*** Extracted entries

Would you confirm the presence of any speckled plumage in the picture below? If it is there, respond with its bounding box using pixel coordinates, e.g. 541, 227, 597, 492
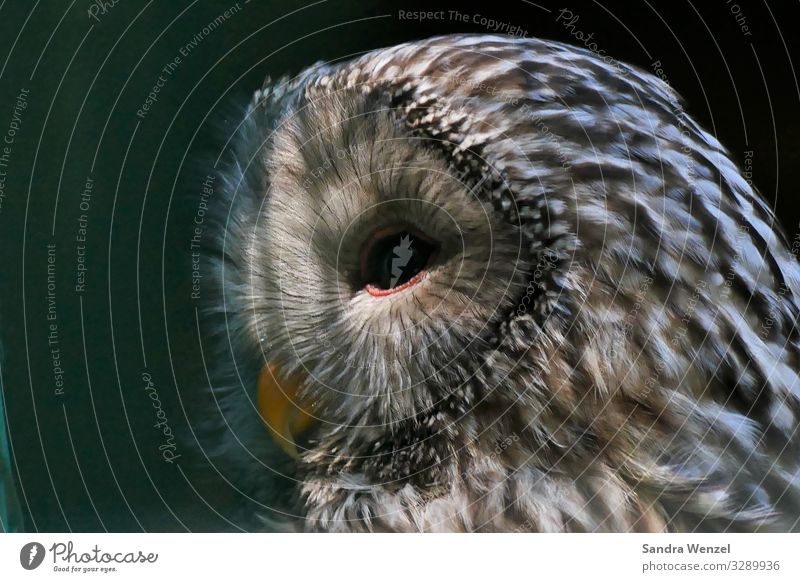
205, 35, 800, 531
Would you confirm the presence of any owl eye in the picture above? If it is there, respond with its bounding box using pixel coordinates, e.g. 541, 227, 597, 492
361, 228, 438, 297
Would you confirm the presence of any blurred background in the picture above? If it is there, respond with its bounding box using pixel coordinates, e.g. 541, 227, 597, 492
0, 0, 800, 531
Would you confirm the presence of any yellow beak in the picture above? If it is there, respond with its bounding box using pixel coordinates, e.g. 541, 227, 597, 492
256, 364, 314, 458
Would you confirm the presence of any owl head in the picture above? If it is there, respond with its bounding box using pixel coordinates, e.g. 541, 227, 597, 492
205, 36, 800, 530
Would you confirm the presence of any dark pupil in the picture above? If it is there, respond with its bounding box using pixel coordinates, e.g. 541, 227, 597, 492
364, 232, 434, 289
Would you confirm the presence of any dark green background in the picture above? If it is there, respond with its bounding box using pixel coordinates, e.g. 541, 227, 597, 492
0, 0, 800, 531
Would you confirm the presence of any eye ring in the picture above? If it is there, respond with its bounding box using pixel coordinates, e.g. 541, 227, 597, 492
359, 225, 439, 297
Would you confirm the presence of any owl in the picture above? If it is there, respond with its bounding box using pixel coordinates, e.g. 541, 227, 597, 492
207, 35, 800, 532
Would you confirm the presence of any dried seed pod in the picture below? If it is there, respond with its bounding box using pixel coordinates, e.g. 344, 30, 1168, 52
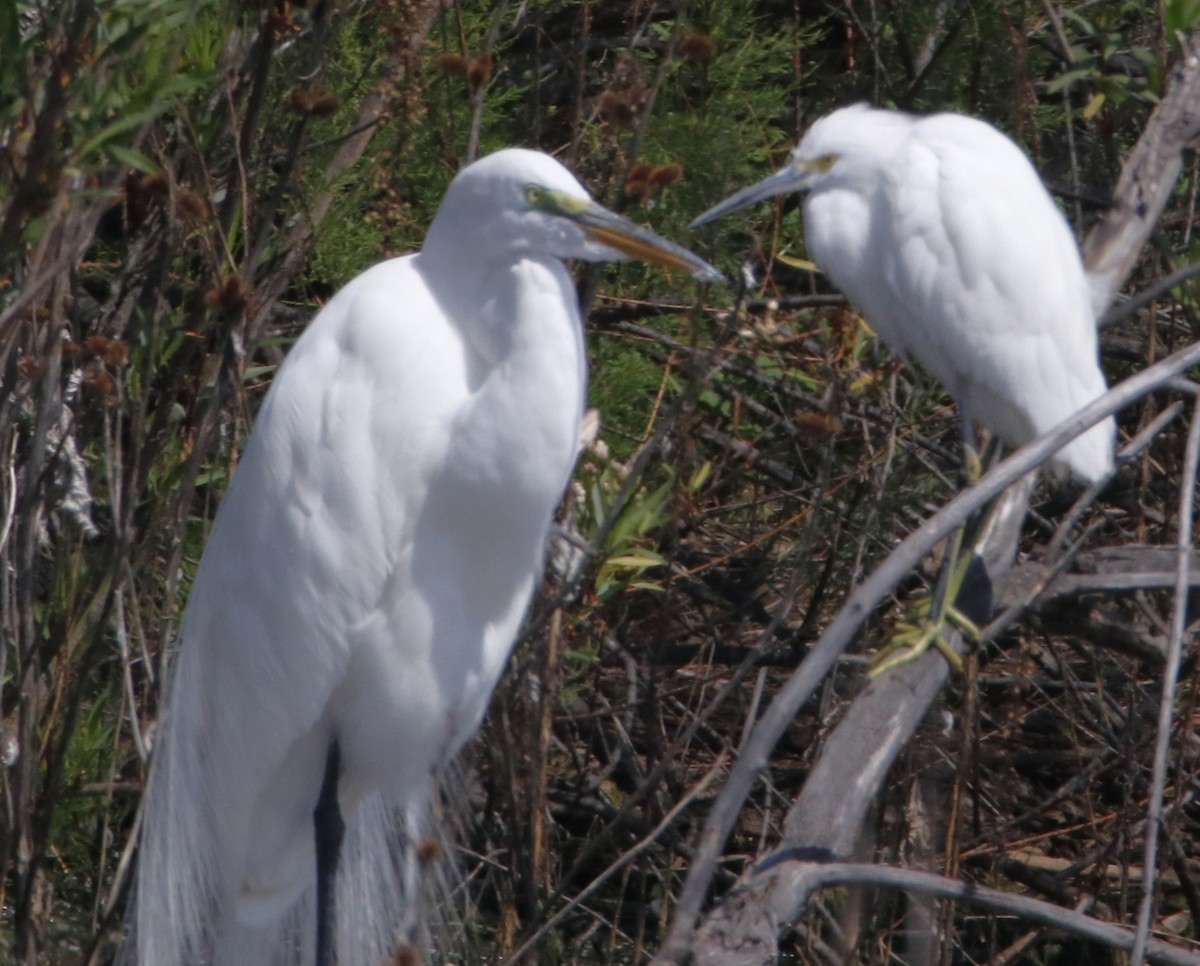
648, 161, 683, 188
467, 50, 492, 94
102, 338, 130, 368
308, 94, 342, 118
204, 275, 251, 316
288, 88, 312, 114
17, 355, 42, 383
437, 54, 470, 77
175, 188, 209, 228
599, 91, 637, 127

******

Print the stretch of items from the line containing "Would you confirm the presence of any blurred" through the line containing "256, 364, 314, 458", both included, and nothing else.

- Output of the exercise -
Would you confirm the presence of any blurred background in the picture above? If it is there, respond with its bounding box using pixel coordinates, e.g. 541, 227, 597, 492
0, 0, 800, 531
Would you confirm the presence of any yellow beak in the picture above? If it is there, respond with its bounding box using pixel coordinates, e.g. 541, 227, 597, 492
256, 364, 314, 458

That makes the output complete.